Exercise goal: State how many of the lines below contain the string "paved" (matching case), giving only the number.

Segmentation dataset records
.....
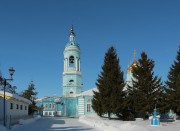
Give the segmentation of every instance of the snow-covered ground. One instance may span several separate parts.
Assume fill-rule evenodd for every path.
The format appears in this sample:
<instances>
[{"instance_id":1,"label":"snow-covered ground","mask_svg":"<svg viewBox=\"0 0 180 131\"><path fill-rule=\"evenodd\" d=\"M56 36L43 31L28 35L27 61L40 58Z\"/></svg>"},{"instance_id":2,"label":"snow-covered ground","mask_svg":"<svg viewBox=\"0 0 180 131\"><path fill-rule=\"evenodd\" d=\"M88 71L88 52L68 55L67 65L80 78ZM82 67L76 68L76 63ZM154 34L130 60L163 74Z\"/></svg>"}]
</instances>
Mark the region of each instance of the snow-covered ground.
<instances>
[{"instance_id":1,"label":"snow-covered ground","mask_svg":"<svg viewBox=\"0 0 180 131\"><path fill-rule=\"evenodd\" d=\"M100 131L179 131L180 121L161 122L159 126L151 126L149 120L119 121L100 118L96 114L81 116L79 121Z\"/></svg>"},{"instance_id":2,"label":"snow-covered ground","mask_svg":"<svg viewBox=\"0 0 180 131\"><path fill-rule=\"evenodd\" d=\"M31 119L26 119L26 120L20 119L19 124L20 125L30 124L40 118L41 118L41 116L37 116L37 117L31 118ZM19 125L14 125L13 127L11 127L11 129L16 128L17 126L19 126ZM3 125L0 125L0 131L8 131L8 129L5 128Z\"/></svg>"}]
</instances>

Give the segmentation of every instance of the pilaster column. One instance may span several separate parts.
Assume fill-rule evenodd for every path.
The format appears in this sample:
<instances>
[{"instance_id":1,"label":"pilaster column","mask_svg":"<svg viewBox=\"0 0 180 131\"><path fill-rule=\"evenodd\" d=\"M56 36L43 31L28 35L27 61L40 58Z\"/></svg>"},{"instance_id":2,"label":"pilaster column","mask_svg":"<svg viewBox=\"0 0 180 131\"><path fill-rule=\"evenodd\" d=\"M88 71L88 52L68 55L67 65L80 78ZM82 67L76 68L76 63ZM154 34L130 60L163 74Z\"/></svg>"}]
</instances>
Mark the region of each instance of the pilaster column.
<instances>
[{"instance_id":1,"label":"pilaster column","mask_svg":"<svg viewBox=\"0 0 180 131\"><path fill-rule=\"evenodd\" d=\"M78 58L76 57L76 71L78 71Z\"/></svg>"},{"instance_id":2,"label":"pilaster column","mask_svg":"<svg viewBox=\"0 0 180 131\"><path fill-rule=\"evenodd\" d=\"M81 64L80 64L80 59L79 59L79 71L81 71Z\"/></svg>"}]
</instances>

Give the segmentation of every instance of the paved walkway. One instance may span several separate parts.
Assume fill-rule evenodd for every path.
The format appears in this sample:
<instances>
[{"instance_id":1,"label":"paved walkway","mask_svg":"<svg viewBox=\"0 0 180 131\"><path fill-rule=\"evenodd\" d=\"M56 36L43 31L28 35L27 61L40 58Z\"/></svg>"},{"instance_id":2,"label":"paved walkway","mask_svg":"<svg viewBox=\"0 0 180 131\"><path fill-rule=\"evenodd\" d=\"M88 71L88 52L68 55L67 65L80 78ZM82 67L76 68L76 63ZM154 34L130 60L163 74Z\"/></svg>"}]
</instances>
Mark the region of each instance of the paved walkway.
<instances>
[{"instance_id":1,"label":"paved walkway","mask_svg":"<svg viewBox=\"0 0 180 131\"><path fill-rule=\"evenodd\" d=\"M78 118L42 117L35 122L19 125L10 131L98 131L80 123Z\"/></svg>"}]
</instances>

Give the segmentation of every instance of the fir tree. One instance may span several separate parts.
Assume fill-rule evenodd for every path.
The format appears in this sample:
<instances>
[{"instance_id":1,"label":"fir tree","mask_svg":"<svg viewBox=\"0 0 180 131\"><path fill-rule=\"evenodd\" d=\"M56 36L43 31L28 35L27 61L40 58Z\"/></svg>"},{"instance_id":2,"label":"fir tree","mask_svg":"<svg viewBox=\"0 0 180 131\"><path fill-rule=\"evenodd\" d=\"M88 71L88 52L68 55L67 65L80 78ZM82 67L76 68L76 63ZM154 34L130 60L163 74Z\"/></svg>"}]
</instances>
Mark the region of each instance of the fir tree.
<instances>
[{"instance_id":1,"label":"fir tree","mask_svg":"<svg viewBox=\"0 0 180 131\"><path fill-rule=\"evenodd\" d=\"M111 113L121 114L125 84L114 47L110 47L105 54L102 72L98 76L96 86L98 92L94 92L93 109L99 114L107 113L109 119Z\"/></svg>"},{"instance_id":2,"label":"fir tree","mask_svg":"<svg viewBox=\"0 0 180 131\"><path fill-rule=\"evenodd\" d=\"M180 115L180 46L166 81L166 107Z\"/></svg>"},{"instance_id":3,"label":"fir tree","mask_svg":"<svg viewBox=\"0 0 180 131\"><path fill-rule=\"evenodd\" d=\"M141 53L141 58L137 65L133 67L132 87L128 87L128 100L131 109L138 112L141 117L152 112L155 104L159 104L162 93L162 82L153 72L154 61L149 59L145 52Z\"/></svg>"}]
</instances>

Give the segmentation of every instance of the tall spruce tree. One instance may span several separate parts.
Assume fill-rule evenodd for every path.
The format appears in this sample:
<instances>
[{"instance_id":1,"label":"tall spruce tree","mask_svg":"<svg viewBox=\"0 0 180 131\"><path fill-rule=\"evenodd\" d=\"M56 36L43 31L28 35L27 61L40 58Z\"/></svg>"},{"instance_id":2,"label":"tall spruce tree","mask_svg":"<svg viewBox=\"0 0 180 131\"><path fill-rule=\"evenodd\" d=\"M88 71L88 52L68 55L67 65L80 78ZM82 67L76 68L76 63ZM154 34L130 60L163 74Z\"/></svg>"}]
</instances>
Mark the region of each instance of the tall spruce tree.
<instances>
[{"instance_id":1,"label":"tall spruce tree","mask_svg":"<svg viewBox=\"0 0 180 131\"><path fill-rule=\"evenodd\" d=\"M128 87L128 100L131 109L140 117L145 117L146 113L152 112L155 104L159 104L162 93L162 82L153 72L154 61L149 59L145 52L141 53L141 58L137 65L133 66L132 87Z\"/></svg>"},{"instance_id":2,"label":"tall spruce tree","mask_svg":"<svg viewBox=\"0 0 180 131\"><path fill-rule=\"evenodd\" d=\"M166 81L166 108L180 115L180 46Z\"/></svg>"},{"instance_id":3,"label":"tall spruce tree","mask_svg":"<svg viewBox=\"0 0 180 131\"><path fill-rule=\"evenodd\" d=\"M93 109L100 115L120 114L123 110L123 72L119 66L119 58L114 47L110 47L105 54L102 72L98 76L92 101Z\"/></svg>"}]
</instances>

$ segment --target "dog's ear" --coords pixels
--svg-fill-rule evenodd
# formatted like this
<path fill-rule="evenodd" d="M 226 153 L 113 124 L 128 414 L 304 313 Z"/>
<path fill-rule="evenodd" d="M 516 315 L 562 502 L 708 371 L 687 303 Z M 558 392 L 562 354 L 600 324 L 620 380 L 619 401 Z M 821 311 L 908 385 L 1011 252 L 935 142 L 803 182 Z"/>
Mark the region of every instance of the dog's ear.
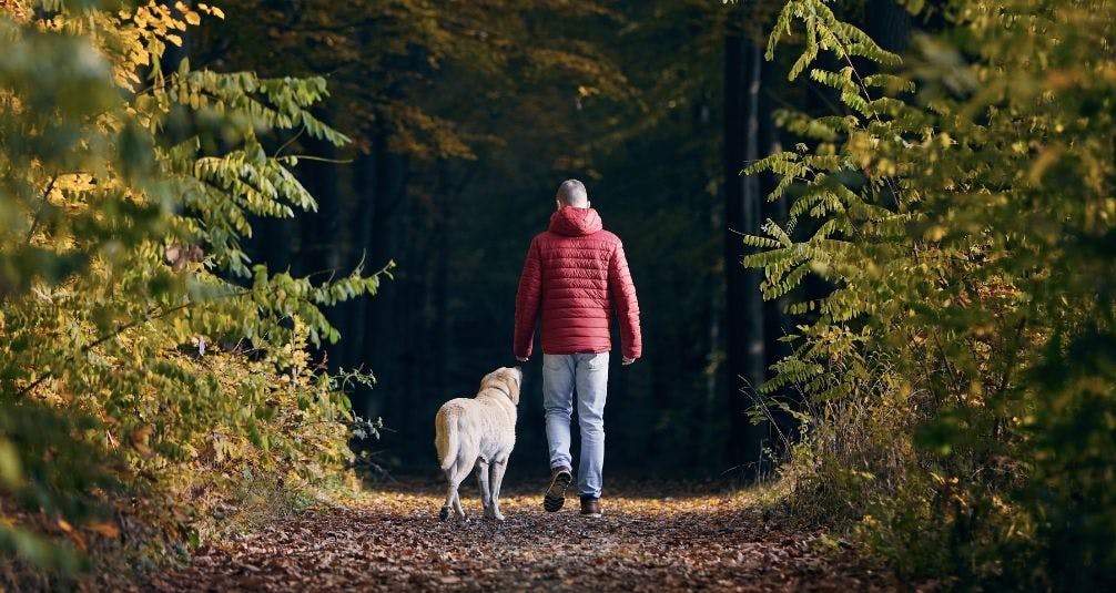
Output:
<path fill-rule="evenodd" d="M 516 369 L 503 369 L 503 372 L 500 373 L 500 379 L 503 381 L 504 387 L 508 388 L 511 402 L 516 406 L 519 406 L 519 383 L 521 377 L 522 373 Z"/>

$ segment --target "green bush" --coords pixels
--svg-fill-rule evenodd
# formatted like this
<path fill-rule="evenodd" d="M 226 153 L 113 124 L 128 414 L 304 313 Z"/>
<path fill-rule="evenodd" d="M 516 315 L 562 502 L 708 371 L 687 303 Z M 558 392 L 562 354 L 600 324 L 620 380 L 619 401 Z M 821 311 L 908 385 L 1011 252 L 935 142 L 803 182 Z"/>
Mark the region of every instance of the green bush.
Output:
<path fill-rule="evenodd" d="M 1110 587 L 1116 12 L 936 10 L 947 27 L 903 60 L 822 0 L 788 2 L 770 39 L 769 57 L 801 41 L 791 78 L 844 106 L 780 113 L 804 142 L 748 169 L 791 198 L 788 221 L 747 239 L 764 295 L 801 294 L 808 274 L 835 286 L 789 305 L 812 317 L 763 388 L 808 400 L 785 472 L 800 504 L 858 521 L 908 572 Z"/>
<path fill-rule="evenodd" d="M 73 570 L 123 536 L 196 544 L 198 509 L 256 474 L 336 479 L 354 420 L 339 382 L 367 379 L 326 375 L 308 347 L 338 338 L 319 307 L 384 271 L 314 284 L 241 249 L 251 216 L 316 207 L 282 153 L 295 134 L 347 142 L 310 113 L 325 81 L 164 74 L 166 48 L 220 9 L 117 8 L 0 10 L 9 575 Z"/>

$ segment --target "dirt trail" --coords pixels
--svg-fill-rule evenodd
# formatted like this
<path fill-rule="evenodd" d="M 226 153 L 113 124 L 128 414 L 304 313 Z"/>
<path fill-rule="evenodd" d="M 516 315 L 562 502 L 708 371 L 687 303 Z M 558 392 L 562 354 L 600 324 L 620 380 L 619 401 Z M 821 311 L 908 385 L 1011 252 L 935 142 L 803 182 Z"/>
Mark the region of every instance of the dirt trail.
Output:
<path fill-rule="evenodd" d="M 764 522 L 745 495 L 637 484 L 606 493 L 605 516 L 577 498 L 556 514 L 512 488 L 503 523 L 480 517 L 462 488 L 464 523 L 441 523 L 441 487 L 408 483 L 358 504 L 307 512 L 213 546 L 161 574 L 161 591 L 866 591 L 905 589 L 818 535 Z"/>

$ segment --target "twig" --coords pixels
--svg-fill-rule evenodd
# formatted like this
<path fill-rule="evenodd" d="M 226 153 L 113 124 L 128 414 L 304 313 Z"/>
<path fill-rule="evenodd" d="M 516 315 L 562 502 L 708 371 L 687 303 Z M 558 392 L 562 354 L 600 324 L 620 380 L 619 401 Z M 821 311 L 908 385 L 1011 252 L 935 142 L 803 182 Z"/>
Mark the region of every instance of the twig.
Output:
.....
The solution: 4